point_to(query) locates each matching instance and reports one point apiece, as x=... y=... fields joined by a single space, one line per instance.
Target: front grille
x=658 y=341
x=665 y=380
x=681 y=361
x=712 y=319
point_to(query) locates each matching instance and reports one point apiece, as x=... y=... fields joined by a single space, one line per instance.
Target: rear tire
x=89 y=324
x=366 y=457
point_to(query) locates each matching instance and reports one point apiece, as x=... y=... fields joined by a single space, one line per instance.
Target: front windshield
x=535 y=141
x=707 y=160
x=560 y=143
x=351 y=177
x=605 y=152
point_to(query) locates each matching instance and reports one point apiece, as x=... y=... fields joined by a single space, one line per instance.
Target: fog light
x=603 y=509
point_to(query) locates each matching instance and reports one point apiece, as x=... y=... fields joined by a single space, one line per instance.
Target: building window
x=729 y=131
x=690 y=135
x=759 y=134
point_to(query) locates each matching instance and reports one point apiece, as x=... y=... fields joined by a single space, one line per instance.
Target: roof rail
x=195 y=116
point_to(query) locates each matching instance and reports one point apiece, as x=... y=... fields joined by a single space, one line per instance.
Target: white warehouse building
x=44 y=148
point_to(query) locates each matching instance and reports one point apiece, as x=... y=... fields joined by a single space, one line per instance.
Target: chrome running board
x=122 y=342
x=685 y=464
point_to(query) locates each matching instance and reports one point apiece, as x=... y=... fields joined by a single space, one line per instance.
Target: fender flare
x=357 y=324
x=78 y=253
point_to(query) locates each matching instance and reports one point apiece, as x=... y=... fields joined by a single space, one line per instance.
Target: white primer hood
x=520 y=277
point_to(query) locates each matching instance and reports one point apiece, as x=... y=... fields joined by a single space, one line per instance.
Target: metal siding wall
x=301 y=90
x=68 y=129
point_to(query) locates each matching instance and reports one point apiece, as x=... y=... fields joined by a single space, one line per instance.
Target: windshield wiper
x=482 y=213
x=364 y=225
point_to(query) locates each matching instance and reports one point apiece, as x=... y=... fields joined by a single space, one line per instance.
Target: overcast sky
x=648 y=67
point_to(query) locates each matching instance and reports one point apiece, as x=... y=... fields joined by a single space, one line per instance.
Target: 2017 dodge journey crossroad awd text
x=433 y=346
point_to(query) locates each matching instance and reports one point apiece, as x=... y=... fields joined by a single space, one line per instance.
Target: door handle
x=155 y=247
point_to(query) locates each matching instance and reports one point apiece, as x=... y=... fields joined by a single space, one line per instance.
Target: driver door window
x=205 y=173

***

▸ YOUR TASK
Reproduce every one of the lines above word for word.

▸ OUTPUT OF THE TASK
point_to(query) locates each matching instance and reports one point apiece, as x=... y=... fields joined by a single space, one line per instance.
Target: front grille
x=658 y=341
x=665 y=380
x=681 y=361
x=712 y=319
point_to(query) locates each matching instance and reports one point apiece, as x=... y=... fields joined by a single space, one line per instance.
Target: rear tire
x=89 y=324
x=366 y=457
point_to(query) locates each matching instance and reports one point apiece, as x=... y=... fields joined by a single space, one line per instance.
Target: front windshield
x=535 y=141
x=707 y=160
x=560 y=143
x=351 y=177
x=605 y=152
point_to(query) locates each matching instance and reports one point apiece, as x=... y=... fields joined by a single space, one line per instance.
Target: fog light
x=603 y=509
point_to(query) locates each matching instance and reports one point apiece, as x=... y=... fields joined by a single space, one line per instance.
Target: building window
x=729 y=131
x=690 y=135
x=759 y=134
point_to(query) locates each matching instance and reports one point apiece, as x=... y=... fields joined by a single space, one line per instance.
Target: roof rail
x=195 y=116
point_to(query) locates each matching instance and reports one point apiece, as x=... y=... fields joined by a single space, one line per instance.
Target: white warehouse building
x=44 y=148
point_to(query) locates each matching instance and reports one point apiece, as x=... y=... fields joined by a single space, one line per instance.
Target: chrome running board
x=122 y=342
x=685 y=464
point_to(query) locates each matching instance and reports one point apiece, as x=... y=... fields joined by a single space, one line per instance.
Target: fender flare
x=357 y=324
x=78 y=253
point_to(query) locates each matching instance and reports one point apiece, as x=... y=... fields joined by a single space, one line per instance.
Target: white primer hood
x=520 y=277
point_to(query) locates each matching instance and reports one point apiece, as x=... y=... fields joined by a single space, one line per instance.
Target: metal siding wall
x=301 y=90
x=68 y=129
point_to(query) locates each matching instance and reports one point apiece, as x=... y=... fields joined by a single space, one line per instance.
Target: windshield wiper
x=482 y=213
x=364 y=225
point_to(query) locates each matching instance and reports one point apiece, as x=... y=... fields joined by a single space, one line per instance.
Target: overcast sky
x=648 y=67
point_to(query) locates each matching instance and reports one point apiece, as x=... y=... fields joined by a single space, one line per instance.
Target: 2017 dodge journey crossroad awd text
x=433 y=346
point_to(query) locates each matching instance and reports one point apiece, as x=... y=... fields joined by a single space, one line per instance.
Target: door handle
x=155 y=247
point_to(query) locates each matching instance and reports one point apiece, as x=... y=... fields joined by a single space, one line per instance.
Target: driver door window
x=205 y=173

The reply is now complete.